**PROBLEM DESCRIPTION**
Rewrite the whole listing below as a JSON list of strings, one string per line, with blank lines left out.

++++ DATASET EXCERPTS

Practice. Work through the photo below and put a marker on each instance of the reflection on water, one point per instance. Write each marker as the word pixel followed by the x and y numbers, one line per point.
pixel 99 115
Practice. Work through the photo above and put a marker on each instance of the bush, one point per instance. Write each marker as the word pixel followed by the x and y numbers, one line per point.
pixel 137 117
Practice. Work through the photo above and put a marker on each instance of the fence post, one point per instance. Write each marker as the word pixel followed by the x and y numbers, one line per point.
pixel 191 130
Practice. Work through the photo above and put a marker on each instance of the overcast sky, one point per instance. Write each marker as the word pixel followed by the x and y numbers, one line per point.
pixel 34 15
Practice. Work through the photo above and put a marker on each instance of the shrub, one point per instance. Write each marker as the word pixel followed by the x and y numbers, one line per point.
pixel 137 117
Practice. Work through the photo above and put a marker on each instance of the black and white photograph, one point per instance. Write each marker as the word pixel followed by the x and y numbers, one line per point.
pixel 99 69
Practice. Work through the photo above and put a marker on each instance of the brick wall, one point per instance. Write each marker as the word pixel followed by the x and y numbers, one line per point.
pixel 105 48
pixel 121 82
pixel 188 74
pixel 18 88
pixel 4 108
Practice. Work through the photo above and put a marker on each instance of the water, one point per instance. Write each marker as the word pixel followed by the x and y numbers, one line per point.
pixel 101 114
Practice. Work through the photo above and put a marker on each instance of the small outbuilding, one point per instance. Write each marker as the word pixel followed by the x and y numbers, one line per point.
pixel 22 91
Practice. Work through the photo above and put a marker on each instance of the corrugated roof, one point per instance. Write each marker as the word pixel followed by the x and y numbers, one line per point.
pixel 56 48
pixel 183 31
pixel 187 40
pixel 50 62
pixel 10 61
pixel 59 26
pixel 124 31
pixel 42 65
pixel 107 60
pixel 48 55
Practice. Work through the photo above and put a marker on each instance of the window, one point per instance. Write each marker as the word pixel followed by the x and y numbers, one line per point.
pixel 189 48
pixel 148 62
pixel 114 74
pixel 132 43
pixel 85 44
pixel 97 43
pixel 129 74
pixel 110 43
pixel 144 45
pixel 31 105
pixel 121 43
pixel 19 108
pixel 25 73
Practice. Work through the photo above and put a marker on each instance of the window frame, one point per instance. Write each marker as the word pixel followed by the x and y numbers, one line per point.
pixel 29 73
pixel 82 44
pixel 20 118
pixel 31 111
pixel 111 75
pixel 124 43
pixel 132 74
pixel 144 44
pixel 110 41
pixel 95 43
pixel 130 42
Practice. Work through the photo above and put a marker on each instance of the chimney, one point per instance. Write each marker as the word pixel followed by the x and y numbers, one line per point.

++++++++

**OUTPUT FOR THIS EXERCISE**
[
  "Practice. Work through the photo below and put a marker on each instance of the reflection on water, one point per instance. Write each marker as the word pixel followed by the x and y numbers, one line per point.",
  "pixel 99 115",
  "Practice. Work through the photo above and put a marker on each instance of the bush, one point per instance. Write each marker as the word pixel followed by the x and y numbers, one line per point.",
  "pixel 137 117",
  "Practice. Work through the photo above and put a marker on each instance of the fence post, one point per instance. Write each marker as the word pixel followed by the x and y numbers, one line per point.",
  "pixel 191 130",
  "Practice. Work through the photo above and put a marker on each instance of the overcast sky, one point per instance. Write each marker as the word pixel followed by the x and y numbers, one line per point.",
  "pixel 34 15",
  "Practice. Work through the photo above and put a marker on each instance of the shrub, one point per instance. Write each marker as the word pixel followed by the x and y numbers, one line per point.",
  "pixel 137 117",
  "Practice. Work through the photo above and put a marker on each instance of the black and white photograph, one point per instance. Write each marker as the word pixel followed by the x and y numbers, one line per point.",
  "pixel 99 69",
  "Practice. Work through the photo above and put a marker on each instance of the brick wall, one point per instance. Write each marker as the word pixel followed by the x and y numbers, one line per point.",
  "pixel 105 48",
  "pixel 121 82",
  "pixel 188 74",
  "pixel 18 88",
  "pixel 4 108",
  "Practice. Work through the photo above and put a marker on each instance of the water, one point per instance. Write each marker as the word pixel followed by the x and y numbers, one line per point.",
  "pixel 101 114",
  "Practice. Work through the photo above and put a marker on each instance of the small outbuilding, one point per instance. Write each marker as the word pixel followed by the x and y numbers, one line per point.",
  "pixel 22 91",
  "Practice. Work through the photo above and put a marker on each instance of the corrugated roof, one point per instance. Write each marker as the word pixel followed by the x and y numbers, one line per point.",
  "pixel 56 48",
  "pixel 183 31",
  "pixel 187 40",
  "pixel 50 62",
  "pixel 10 61",
  "pixel 59 26",
  "pixel 124 31",
  "pixel 42 65",
  "pixel 107 60",
  "pixel 48 55",
  "Practice. Work through the photo above and put a marker on each instance of the window, one point per instance. Write each marker as the word pixel followed by the x and y numbers, one line per point.",
  "pixel 189 48",
  "pixel 148 62",
  "pixel 114 74",
  "pixel 132 43",
  "pixel 85 44",
  "pixel 97 43",
  "pixel 129 74",
  "pixel 110 43",
  "pixel 144 45",
  "pixel 31 105",
  "pixel 121 43",
  "pixel 19 108",
  "pixel 25 73",
  "Practice. Work through the photo above and put a marker on each instance of the window frame, one point per instance. Write each marker as the word pixel followed by the x and y numbers, one line per point.",
  "pixel 29 73",
  "pixel 82 44",
  "pixel 20 118",
  "pixel 31 111",
  "pixel 111 75",
  "pixel 124 43",
  "pixel 132 74",
  "pixel 144 44",
  "pixel 110 41",
  "pixel 95 43",
  "pixel 130 42",
  "Practice. Work through the photo above and put a marker on each instance of the chimney, one point per instance. Write each marker as the word pixel followed by the x and y numbers, one line per point."
]